(Given request): Output every line of the listing below verbatim, without changing a character.

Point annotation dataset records
——

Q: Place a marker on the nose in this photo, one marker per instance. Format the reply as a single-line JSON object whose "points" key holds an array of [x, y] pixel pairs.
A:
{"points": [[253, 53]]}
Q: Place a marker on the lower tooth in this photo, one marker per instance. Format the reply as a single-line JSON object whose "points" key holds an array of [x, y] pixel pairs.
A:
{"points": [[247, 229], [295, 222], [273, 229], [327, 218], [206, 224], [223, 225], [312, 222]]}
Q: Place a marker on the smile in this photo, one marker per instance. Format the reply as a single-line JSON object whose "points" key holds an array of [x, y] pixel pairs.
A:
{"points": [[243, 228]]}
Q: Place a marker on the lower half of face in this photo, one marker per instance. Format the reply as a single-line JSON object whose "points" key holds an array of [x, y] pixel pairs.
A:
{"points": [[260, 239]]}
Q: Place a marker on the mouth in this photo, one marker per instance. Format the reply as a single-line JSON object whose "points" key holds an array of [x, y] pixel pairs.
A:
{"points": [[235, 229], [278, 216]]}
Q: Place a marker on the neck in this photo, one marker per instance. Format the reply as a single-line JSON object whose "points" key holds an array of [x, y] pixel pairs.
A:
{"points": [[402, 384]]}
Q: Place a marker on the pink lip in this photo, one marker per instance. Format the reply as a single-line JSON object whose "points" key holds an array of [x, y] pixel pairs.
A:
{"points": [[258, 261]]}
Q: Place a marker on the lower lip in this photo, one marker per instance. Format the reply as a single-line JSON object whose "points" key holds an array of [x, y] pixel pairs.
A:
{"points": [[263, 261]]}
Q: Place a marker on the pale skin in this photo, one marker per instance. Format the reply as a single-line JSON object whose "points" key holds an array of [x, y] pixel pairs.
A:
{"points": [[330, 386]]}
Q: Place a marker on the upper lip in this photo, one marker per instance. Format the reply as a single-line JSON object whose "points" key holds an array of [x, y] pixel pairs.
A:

——

(Written response):
Q: Place a marker on the nose in this photo, one marker per instance. Format the reply as a single-line JSON object whose "points" key holds an array of [x, y] pixel pairs.
A:
{"points": [[253, 53]]}
Q: Place a marker on the lower tooth in this photo, one marker per instance. Format the reply as a single-line JSON object whose "points" key holds an array of [x, y] pixel pairs.
A:
{"points": [[247, 229], [295, 222], [273, 229], [327, 218], [206, 224], [223, 225], [312, 222]]}
Q: Place a marker on the smile in this photo, one marker per instance. Format the reply as a single-line JSON object whose "points" key holds an array of [x, y] pixel pairs.
A:
{"points": [[243, 228]]}
Q: Place a marker on the lower half of face in this photo, one marker per instance. Format the reply as a single-line JSON object whose "points" key holds an array of [x, y] pixel pairs.
A:
{"points": [[260, 239]]}
Q: Place a marker on the mouth in this photo, one marker per instance. Format the reply as a single-line JSON object whose "points" key holds an array of [x, y] pixel pairs.
A:
{"points": [[235, 229], [278, 216]]}
Q: Place a marker on the neck in this photo, one marker per instance. Format the reply as a single-line JSON object whose "points" key holds an array of [x, y] pixel pairs.
A:
{"points": [[402, 384]]}
Q: Place a marker on the pink lip in this photo, one marker per instance. Format the reply as a single-line JSON object whose "points" key holds an array of [x, y] pixel pairs.
A:
{"points": [[258, 261]]}
Q: Place a marker on the lower lip in this photo, one marker per instance. Format the reply as a single-line JSON object whose "points" key holds an array of [x, y] pixel pairs.
A:
{"points": [[263, 261]]}
Q: Place a marker on the pale skin in this photo, one marker per instance. Format the reply as a single-line JSON object whose "points" key holds an array of [x, y] pixel pairs.
A:
{"points": [[330, 386]]}
Q: Place a marker on the upper lip in this photo, one marker per instance. Format the reply as a single-line JSON object whose "points" key holds an array of [x, y] pixel pairs.
A:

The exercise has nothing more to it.